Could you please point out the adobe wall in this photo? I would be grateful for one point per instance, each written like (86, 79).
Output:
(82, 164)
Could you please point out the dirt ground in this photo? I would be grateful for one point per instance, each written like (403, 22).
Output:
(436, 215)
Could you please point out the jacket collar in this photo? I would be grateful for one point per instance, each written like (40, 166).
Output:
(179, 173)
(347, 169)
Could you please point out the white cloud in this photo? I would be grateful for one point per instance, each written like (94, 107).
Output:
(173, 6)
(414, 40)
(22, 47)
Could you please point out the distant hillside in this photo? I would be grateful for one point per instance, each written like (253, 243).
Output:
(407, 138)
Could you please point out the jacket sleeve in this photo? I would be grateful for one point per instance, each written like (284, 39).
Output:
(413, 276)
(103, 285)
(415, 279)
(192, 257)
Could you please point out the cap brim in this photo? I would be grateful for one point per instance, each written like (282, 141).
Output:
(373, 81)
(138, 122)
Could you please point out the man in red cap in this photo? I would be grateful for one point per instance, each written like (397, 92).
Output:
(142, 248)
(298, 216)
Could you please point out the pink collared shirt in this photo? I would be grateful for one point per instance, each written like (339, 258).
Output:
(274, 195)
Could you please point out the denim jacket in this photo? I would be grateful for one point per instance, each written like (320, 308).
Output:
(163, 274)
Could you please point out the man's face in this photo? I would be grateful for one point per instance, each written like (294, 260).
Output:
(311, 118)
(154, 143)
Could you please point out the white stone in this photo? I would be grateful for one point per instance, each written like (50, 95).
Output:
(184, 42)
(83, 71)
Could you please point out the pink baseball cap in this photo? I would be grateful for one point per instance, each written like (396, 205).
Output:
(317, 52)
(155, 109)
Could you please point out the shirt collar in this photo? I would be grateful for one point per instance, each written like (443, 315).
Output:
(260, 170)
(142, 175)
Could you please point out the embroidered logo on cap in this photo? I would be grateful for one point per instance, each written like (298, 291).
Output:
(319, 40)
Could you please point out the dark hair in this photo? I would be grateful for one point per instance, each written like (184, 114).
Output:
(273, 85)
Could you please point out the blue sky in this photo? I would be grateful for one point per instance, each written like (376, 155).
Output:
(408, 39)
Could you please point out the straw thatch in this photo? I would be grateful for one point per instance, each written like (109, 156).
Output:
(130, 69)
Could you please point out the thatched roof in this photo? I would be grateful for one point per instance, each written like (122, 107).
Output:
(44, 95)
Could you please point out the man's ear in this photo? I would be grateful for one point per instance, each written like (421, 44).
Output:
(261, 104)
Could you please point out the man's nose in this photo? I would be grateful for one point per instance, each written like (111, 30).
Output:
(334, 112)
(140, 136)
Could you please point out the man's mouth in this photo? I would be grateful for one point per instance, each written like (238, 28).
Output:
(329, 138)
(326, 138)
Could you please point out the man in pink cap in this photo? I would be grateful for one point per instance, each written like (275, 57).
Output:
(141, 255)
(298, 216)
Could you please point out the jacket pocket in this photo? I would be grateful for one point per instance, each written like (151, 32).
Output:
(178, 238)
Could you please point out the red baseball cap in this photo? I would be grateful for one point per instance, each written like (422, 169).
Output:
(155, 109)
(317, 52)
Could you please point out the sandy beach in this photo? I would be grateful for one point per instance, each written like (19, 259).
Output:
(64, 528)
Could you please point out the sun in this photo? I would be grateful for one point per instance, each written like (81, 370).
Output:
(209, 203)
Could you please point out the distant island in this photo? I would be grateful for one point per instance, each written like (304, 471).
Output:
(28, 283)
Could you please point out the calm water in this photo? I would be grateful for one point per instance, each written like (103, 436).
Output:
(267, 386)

**Task**
Search the entries above for lines containing the word "distant", and copy each one.

**Answer to this problem**
Could you please point out the distant hillside in this photo? I would be grateful for one point per instance, each written like (253, 243).
Could you please point out the distant island in this photo? I would be grateful for one point per instance, each written like (304, 471).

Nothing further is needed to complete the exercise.